__WHAT TO DO__
Leave the pictures out while you restate every entry below word for word.
========================================================================
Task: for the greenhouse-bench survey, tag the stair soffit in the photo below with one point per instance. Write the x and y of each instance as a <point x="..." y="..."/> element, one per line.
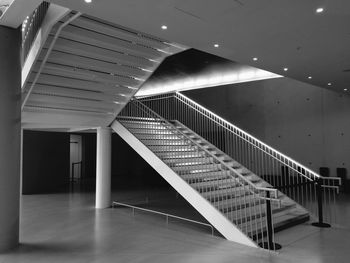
<point x="94" y="68"/>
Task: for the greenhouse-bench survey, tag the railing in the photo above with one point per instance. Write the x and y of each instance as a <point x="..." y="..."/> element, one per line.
<point x="167" y="216"/>
<point x="244" y="203"/>
<point x="314" y="192"/>
<point x="30" y="28"/>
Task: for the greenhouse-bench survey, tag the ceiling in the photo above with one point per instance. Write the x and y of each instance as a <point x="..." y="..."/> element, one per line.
<point x="194" y="69"/>
<point x="280" y="33"/>
<point x="87" y="71"/>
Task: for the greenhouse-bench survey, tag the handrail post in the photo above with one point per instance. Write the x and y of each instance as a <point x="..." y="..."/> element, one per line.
<point x="270" y="245"/>
<point x="319" y="194"/>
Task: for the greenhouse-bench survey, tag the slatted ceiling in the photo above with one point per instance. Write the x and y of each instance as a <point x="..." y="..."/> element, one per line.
<point x="66" y="112"/>
<point x="93" y="70"/>
<point x="66" y="104"/>
<point x="97" y="39"/>
<point x="118" y="32"/>
<point x="88" y="87"/>
<point x="86" y="74"/>
<point x="82" y="49"/>
<point x="69" y="82"/>
<point x="57" y="91"/>
<point x="83" y="62"/>
<point x="97" y="79"/>
<point x="74" y="93"/>
<point x="67" y="100"/>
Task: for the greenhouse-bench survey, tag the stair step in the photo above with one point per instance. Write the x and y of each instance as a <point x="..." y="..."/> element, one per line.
<point x="136" y="131"/>
<point x="176" y="155"/>
<point x="198" y="177"/>
<point x="215" y="193"/>
<point x="196" y="168"/>
<point x="170" y="148"/>
<point x="215" y="184"/>
<point x="165" y="143"/>
<point x="187" y="160"/>
<point x="159" y="137"/>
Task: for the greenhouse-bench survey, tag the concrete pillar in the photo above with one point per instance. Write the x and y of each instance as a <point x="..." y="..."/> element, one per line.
<point x="103" y="167"/>
<point x="10" y="136"/>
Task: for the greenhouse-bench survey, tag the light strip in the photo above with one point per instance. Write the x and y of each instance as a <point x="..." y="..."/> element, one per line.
<point x="246" y="74"/>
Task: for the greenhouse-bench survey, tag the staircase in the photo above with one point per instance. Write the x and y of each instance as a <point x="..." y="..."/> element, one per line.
<point x="231" y="197"/>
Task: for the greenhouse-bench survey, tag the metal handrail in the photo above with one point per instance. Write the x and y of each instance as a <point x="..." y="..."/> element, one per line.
<point x="187" y="101"/>
<point x="272" y="190"/>
<point x="165" y="214"/>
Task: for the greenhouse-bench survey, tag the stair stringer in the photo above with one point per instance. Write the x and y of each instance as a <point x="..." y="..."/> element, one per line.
<point x="204" y="207"/>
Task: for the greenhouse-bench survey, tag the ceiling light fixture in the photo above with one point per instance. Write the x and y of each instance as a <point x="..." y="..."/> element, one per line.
<point x="319" y="10"/>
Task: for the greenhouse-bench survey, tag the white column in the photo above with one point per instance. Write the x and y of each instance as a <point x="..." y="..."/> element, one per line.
<point x="103" y="167"/>
<point x="10" y="136"/>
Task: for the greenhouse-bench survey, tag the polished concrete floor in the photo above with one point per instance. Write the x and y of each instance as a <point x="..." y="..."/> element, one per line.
<point x="66" y="228"/>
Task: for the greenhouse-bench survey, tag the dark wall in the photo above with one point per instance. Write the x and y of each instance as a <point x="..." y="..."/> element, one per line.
<point x="308" y="123"/>
<point x="89" y="155"/>
<point x="129" y="170"/>
<point x="45" y="162"/>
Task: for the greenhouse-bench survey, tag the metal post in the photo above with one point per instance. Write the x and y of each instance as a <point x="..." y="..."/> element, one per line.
<point x="319" y="194"/>
<point x="270" y="239"/>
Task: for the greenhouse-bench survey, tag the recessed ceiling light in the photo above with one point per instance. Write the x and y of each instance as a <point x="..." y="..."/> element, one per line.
<point x="319" y="10"/>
========================================================================
__TASK OUTPUT__
Task: for the greenhouse-bench survey, tag the stair soffit in the photo below with one point per instance. Write the x and y of each instance as a <point x="..." y="..."/> element, one per line.
<point x="94" y="68"/>
Task: for the greenhouse-bench survey, tag the railing in the photo above with one point per instance. Write the x and y of each instance as a <point x="..." y="..."/> element, one per line.
<point x="167" y="216"/>
<point x="244" y="203"/>
<point x="314" y="192"/>
<point x="30" y="28"/>
Task: for the greenhouse-bench survey, tag the ceiling in the photo above with one point per instance. Write the x and y of each instance as a <point x="..." y="..."/> element, one per line.
<point x="194" y="69"/>
<point x="280" y="33"/>
<point x="87" y="71"/>
Task: for the greenhouse-bench survey, tag the handrail post in the photo above with one point per instance. Write the x and y of each instance as a <point x="..." y="..."/> element, one per line.
<point x="270" y="245"/>
<point x="319" y="194"/>
Task: for the greenhouse-bench survey, tag the slatted ceiling in the photo above with one point per instance. Write the x and y of each instance as a <point x="..." y="..."/> element, one per line.
<point x="66" y="112"/>
<point x="93" y="70"/>
<point x="66" y="104"/>
<point x="97" y="39"/>
<point x="118" y="32"/>
<point x="88" y="87"/>
<point x="86" y="74"/>
<point x="82" y="49"/>
<point x="69" y="82"/>
<point x="57" y="91"/>
<point x="83" y="62"/>
<point x="97" y="79"/>
<point x="74" y="93"/>
<point x="67" y="100"/>
Task: for the greenhouse-bench survey, tag the stair step in the photo above with one point per instance. Write the x and y of each instance as a <point x="..." y="..."/> element, one per line.
<point x="136" y="131"/>
<point x="176" y="155"/>
<point x="198" y="177"/>
<point x="215" y="193"/>
<point x="196" y="168"/>
<point x="170" y="148"/>
<point x="215" y="184"/>
<point x="165" y="143"/>
<point x="187" y="160"/>
<point x="159" y="137"/>
Task: for the greenhouse-bench survey, tag the concrete pillar in the photo above with one point per instance. Write the x and y of each instance as a <point x="..." y="..."/> element, one per line.
<point x="103" y="167"/>
<point x="10" y="136"/>
Task: for the greenhouse-bench survey, tag the light strip in the photo above with one point per instance. Write the x and y of each instance as a <point x="..." y="..."/> element, one per line.
<point x="246" y="74"/>
Task: for the greenhouse-bench survey, tag the staircase in the photo above with one point per instance. Write the x and y of each instance as a <point x="..." y="..."/> element, one per line.
<point x="231" y="197"/>
Task: for the greenhouse-bench survey, tag the metal handrail in the photo above with one point per instance. Write the x and y of each instance as a <point x="..." y="..."/> element, one per line.
<point x="187" y="101"/>
<point x="272" y="190"/>
<point x="165" y="214"/>
Task: for the greenhouse-bench survey, tag the stair stringer in the photo above with one point per instance. Write the x and y of each instance as a <point x="..." y="..."/> element, one per line.
<point x="204" y="207"/>
Task: for the greenhouse-bench survey, tag the ceiling light fixture in the photo above with one point per instance. Write the x and y of each instance as a <point x="..." y="..."/> element, one per line.
<point x="319" y="10"/>
Task: for the greenhouse-bench survey, tag the white column in the photo above with one point per instance. Write the x and y of each instance as a <point x="..." y="..."/> element, one per line.
<point x="103" y="167"/>
<point x="10" y="136"/>
Task: for the greenhouse-bench survey, tag the polished concrete floor in the photo above with one point per instance. Write the x and y of each instance as a <point x="..." y="..."/> element, one per line.
<point x="66" y="228"/>
Task: for the greenhouse-bench survey, tag the dark wall in the photo above with one point per instance. Write the x and y of each instance as a <point x="..." y="..."/> element, one per line.
<point x="308" y="123"/>
<point x="89" y="155"/>
<point x="129" y="170"/>
<point x="45" y="162"/>
Task: for the greenhouse-bench survey, tag the metal post in the photo above with one point per instance. Write the x and y of each instance as a <point x="..." y="..."/> element, one per line.
<point x="319" y="194"/>
<point x="270" y="239"/>
Task: for the greenhouse-bench survey, tag the recessed ceiling light in the photo above with one point per instance. Write the x and y of each instance as a <point x="..." y="..."/> element, one per line.
<point x="319" y="10"/>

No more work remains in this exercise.